* Goal:
Can you output the listing from its first line through the line containing "68], [137, 66]]", both included, as a JSON list of strings with one string per line and blank lines left out?

## begin Extracted entries

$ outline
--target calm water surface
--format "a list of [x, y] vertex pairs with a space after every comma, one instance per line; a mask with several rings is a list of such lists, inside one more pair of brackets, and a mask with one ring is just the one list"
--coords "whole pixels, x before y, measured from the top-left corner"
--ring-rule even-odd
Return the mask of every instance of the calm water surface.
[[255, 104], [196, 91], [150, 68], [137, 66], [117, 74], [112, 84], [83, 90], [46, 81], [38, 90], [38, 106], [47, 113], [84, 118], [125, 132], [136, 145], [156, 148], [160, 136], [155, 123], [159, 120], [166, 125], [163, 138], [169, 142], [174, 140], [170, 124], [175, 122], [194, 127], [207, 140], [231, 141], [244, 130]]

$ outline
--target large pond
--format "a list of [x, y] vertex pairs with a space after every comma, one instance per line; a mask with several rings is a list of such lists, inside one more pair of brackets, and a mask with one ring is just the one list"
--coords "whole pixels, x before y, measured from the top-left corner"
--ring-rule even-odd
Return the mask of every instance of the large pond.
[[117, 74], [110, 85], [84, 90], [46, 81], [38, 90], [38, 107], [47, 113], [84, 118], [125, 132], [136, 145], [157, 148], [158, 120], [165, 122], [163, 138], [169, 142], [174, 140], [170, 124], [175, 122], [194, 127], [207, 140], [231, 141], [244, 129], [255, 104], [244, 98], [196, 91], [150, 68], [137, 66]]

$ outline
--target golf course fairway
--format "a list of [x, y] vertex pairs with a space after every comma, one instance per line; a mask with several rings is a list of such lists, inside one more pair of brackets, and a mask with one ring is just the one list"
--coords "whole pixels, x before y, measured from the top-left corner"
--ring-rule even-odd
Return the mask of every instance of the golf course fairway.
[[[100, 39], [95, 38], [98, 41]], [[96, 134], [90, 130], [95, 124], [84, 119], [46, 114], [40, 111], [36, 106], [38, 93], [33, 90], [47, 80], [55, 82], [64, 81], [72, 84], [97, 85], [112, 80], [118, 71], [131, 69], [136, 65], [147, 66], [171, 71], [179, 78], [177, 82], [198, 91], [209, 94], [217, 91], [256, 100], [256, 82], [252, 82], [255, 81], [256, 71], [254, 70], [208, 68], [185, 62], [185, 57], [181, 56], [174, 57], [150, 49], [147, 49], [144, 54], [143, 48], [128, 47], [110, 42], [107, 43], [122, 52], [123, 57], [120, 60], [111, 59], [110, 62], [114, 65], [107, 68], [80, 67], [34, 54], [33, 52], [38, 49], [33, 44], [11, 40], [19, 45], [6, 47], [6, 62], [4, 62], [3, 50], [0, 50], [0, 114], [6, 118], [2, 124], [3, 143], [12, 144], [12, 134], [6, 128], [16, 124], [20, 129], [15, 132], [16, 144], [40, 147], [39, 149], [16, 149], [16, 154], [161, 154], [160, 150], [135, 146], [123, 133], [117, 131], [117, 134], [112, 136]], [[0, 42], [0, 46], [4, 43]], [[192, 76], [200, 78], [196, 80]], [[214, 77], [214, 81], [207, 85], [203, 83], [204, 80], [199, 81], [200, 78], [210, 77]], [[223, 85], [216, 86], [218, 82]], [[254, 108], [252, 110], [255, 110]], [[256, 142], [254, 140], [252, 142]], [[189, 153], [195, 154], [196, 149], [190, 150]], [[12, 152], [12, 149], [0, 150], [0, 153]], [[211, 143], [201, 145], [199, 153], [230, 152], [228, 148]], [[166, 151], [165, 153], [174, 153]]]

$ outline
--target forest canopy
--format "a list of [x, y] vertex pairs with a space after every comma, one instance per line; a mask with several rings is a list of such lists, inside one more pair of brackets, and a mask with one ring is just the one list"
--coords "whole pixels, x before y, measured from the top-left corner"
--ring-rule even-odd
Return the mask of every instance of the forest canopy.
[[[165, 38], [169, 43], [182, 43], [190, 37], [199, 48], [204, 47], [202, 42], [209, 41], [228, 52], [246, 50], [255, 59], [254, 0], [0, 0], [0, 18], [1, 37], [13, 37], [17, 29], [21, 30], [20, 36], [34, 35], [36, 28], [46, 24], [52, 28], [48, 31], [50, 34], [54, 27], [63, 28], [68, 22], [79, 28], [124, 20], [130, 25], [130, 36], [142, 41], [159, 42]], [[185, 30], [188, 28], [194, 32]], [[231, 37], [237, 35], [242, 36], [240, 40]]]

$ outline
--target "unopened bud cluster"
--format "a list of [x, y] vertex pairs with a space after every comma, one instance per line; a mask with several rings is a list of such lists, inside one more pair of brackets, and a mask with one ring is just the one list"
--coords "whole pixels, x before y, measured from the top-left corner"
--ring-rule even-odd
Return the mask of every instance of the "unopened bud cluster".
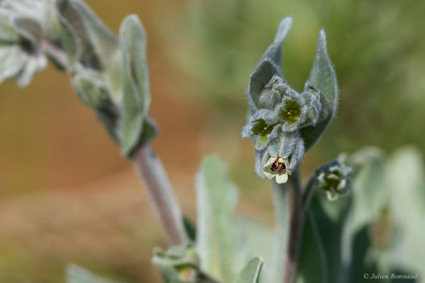
[[302, 93], [295, 91], [268, 58], [259, 63], [251, 75], [250, 84], [261, 81], [255, 76], [264, 75], [260, 72], [267, 66], [276, 70], [275, 74], [261, 88], [250, 86], [251, 115], [242, 137], [250, 138], [255, 144], [257, 175], [268, 179], [276, 177], [276, 182], [282, 183], [305, 151], [300, 129], [316, 125], [321, 115], [320, 92], [308, 81]]

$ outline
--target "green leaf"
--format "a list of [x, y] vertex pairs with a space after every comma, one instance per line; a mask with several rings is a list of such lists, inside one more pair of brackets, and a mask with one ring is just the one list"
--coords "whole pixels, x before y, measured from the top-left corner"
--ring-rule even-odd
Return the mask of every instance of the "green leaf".
[[[67, 266], [65, 270], [67, 283], [114, 283], [115, 282], [102, 278], [94, 273], [74, 264]], [[115, 282], [116, 283], [116, 282]]]
[[155, 248], [152, 263], [164, 282], [194, 283], [198, 277], [199, 259], [191, 244], [174, 246], [166, 252]]
[[291, 17], [285, 17], [280, 21], [273, 42], [263, 54], [263, 58], [268, 57], [271, 59], [274, 64], [280, 67], [282, 65], [282, 43], [288, 36], [292, 25], [292, 21]]
[[98, 108], [108, 98], [107, 86], [99, 71], [77, 67], [71, 83], [79, 98], [90, 108]]
[[135, 15], [126, 17], [120, 28], [123, 83], [122, 151], [130, 154], [139, 143], [150, 103], [146, 61], [146, 35]]
[[336, 76], [328, 54], [324, 30], [320, 30], [319, 33], [317, 51], [308, 79], [320, 91], [324, 99], [322, 99], [322, 117], [317, 125], [306, 127], [300, 130], [306, 151], [310, 149], [326, 131], [334, 119], [338, 107]]
[[42, 30], [40, 23], [32, 18], [21, 16], [13, 18], [12, 22], [18, 33], [28, 40], [32, 48], [37, 50], [42, 37]]
[[198, 229], [196, 248], [201, 270], [217, 279], [232, 282], [241, 266], [234, 209], [237, 193], [217, 156], [203, 158], [196, 176]]
[[240, 272], [234, 283], [259, 283], [264, 261], [261, 258], [250, 260]]
[[[86, 34], [86, 38], [99, 60], [101, 69], [105, 72], [106, 81], [111, 94], [113, 94], [112, 99], [115, 104], [120, 104], [122, 96], [120, 76], [121, 58], [117, 37], [84, 2], [80, 0], [63, 1], [69, 3], [72, 6], [72, 11], [76, 12], [76, 15], [74, 12], [70, 12], [68, 18], [72, 18], [76, 34], [82, 38]], [[81, 28], [84, 28], [84, 31], [80, 30]]]

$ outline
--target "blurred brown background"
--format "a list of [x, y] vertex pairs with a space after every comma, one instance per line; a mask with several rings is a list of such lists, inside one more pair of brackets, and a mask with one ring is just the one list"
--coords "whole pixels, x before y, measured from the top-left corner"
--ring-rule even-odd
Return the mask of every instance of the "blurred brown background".
[[[148, 34], [153, 147], [194, 219], [193, 176], [218, 152], [241, 189], [242, 213], [269, 224], [268, 183], [240, 138], [249, 73], [281, 18], [294, 25], [284, 75], [301, 89], [324, 27], [337, 71], [339, 116], [306, 156], [305, 177], [341, 151], [374, 144], [425, 149], [424, 1], [87, 0], [114, 32], [137, 13]], [[123, 282], [156, 282], [164, 246], [131, 163], [67, 75], [51, 65], [30, 87], [0, 86], [0, 282], [63, 282], [69, 262]], [[261, 196], [261, 197], [259, 197]]]

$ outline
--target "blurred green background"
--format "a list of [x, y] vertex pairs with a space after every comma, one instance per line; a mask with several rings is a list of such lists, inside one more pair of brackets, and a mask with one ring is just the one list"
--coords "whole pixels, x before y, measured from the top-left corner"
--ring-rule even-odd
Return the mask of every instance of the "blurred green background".
[[[278, 23], [293, 17], [283, 74], [302, 90], [324, 28], [341, 98], [336, 119], [302, 164], [304, 178], [368, 144], [425, 151], [425, 1], [88, 0], [114, 32], [137, 13], [148, 34], [154, 148], [186, 214], [193, 175], [218, 152], [241, 189], [238, 210], [272, 224], [271, 192], [240, 137], [248, 76]], [[74, 262], [123, 282], [157, 282], [161, 231], [131, 164], [69, 78], [50, 65], [20, 89], [0, 86], [0, 282], [62, 282]], [[261, 197], [259, 197], [261, 196]]]

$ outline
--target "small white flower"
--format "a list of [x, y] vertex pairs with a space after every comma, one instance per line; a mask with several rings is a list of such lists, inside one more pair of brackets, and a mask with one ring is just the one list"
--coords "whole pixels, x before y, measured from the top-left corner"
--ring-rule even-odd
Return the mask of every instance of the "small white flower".
[[333, 161], [320, 170], [317, 182], [330, 201], [338, 200], [348, 193], [348, 174], [351, 168], [339, 162]]
[[278, 184], [283, 184], [286, 183], [288, 175], [290, 175], [288, 166], [288, 161], [284, 160], [278, 155], [271, 156], [263, 166], [263, 168], [264, 168], [263, 174], [268, 180], [271, 180], [276, 177], [276, 183]]

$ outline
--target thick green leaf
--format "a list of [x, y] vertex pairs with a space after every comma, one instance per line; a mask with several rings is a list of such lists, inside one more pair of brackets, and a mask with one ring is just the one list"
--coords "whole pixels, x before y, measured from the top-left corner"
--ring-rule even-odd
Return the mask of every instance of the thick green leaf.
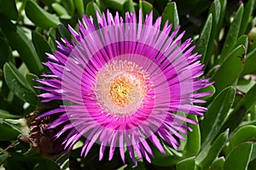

## end Extracted entries

* Output of the task:
[
  "$ outline",
  "--target calm water surface",
  "--format \"a list of [x, y] vertex pairs with a space after every comma, one instance per line; a mask with several rings is a list of such lists, inside one more pair of brackets, and a mask with one ring is just the one list\"",
  "--coords \"whole pixels, x before y, measured from the top-left corner\"",
  "--ring-rule even-odd",
  "Return the mask of every instance of the calm water surface.",
  "[[255, 104], [196, 91], [150, 68], [137, 66], [117, 74], [112, 84], [83, 90], [46, 81], [38, 90], [38, 106], [47, 113], [84, 118], [125, 132], [136, 145], [156, 148], [160, 136], [155, 123], [159, 120], [166, 125], [163, 138], [169, 142], [174, 140], [170, 124], [175, 122], [194, 127], [207, 140], [231, 141], [244, 130]]",
  "$ outline",
  "--target large pond",
  "--format \"a list of [x, y] vertex pairs with a space after every comma, one instance per line; a mask with several rings is a list of such lists, inside one more pair of brackets, and a mask with one ring is just the one list\"",
  "--coords \"whole pixels, x before y, measured from the top-left corner\"",
  "--ring-rule even-odd",
  "Return the mask of every instance of the large pond.",
  "[[117, 74], [110, 85], [84, 90], [46, 81], [38, 90], [38, 107], [47, 113], [84, 118], [125, 132], [136, 145], [157, 148], [158, 120], [165, 122], [163, 138], [169, 142], [174, 140], [170, 124], [175, 122], [194, 127], [207, 140], [231, 141], [244, 129], [255, 104], [244, 98], [196, 91], [150, 68], [137, 66]]"
]